Objective -
Rewrite only the lines starting at the one containing "the wing feather" and ending at the one containing "x=441 y=320", keeping the requests and multiplying each coordinate in the answers by 0.45. Round the results to whole numbers, with halves rounded up.

Extracted records -
>> begin

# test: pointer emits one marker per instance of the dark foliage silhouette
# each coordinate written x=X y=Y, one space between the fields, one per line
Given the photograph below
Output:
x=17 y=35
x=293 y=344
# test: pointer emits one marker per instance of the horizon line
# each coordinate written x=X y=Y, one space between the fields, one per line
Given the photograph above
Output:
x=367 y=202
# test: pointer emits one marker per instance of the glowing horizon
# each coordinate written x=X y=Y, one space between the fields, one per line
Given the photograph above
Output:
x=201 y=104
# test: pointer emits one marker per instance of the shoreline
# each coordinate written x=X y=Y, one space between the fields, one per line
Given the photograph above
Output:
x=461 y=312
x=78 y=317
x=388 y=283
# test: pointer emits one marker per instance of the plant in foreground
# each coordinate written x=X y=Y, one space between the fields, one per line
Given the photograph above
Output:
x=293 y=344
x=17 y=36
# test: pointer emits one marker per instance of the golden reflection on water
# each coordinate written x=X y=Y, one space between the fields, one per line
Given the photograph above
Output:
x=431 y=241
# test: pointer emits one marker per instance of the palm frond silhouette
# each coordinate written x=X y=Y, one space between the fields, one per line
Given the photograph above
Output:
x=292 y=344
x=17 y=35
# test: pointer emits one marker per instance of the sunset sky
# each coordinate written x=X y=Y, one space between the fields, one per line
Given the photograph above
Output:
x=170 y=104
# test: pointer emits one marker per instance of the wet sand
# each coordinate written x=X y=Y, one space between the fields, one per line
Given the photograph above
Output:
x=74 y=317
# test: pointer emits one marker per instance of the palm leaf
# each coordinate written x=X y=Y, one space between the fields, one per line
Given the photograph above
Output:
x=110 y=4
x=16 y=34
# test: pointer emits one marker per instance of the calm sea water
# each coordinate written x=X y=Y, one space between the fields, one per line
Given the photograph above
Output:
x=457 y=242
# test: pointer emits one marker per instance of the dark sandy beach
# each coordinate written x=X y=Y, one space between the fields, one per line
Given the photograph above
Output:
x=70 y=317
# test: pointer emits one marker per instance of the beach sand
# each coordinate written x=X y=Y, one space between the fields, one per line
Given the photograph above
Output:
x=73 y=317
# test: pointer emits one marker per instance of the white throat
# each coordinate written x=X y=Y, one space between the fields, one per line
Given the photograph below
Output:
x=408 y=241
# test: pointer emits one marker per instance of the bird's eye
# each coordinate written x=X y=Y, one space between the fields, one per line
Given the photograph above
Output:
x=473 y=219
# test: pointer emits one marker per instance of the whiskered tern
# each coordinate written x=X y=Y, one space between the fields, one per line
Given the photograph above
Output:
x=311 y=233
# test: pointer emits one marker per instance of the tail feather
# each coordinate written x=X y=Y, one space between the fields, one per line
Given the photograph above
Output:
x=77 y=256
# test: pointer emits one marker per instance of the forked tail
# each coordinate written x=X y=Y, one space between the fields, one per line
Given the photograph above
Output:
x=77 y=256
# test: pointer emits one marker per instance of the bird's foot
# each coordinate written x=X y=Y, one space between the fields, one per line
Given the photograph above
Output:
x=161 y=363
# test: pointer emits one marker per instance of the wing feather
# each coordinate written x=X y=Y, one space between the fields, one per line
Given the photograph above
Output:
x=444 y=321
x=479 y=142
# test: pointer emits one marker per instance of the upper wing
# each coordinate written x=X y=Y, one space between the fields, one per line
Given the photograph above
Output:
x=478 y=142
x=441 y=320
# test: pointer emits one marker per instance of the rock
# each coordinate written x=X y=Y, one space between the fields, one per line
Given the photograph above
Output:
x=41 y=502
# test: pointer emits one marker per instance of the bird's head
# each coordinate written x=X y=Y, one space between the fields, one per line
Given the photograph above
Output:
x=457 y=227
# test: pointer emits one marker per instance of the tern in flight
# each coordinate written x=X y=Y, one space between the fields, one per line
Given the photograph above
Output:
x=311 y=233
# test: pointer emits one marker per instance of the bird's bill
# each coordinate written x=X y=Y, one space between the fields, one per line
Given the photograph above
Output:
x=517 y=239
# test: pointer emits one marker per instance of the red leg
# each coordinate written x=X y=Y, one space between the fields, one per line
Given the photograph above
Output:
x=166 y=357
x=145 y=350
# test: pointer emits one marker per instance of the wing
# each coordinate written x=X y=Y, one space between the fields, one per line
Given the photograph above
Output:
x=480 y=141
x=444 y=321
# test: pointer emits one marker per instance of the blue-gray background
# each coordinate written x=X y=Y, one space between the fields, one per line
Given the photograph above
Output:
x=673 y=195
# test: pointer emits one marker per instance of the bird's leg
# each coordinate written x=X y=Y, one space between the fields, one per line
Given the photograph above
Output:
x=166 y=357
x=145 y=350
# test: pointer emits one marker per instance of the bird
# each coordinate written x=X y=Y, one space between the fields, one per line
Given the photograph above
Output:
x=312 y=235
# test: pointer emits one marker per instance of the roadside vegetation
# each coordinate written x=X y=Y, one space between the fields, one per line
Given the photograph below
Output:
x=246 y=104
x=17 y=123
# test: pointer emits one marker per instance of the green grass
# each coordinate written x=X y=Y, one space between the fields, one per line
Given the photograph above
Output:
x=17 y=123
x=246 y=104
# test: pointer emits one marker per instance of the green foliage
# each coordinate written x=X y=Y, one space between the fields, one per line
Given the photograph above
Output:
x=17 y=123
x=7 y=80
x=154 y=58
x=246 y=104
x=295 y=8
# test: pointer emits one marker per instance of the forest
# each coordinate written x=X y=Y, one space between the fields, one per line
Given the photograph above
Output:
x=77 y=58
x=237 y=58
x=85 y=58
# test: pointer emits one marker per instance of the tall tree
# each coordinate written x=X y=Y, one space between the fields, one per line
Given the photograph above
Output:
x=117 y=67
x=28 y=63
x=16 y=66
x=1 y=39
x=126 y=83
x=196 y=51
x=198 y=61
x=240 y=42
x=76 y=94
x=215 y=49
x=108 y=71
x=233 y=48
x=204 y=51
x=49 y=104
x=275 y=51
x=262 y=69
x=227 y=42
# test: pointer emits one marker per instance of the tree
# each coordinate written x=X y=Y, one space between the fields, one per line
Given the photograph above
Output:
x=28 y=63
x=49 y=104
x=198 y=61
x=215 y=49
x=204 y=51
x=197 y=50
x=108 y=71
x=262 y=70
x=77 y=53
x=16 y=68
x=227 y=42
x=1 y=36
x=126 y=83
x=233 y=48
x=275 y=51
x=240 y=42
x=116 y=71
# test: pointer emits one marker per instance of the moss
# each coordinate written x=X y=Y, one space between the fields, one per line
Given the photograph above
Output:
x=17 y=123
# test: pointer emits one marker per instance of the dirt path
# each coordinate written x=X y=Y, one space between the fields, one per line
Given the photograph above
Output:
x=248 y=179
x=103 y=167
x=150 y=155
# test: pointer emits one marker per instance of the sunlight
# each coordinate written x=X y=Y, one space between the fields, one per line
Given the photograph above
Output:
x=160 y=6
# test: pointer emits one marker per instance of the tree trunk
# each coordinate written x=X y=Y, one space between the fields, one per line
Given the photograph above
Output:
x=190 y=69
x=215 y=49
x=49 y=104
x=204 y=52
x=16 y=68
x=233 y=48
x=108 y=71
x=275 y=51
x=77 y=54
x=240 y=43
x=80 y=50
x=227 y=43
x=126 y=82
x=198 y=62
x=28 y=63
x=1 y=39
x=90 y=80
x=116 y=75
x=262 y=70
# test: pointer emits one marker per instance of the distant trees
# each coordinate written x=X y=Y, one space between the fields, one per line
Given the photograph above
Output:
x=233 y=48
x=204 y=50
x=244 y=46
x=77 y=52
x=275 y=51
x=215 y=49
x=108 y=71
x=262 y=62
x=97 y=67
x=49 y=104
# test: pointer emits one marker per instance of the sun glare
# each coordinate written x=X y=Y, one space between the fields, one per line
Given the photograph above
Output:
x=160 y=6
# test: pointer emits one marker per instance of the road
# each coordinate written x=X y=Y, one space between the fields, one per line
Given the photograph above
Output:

>> end

Written response -
# test: pointer emits one marker per instance of the wing feather
# each coordinate written x=X y=Y, one space between the fields, one per line
Given the photograph above
Output:
x=200 y=144
x=216 y=64
# test: pointer emits one marker per instance of the upper wing
# each coordinate written x=X y=Y, one space between the fields, one per line
Given the photograph above
Output:
x=215 y=64
x=198 y=144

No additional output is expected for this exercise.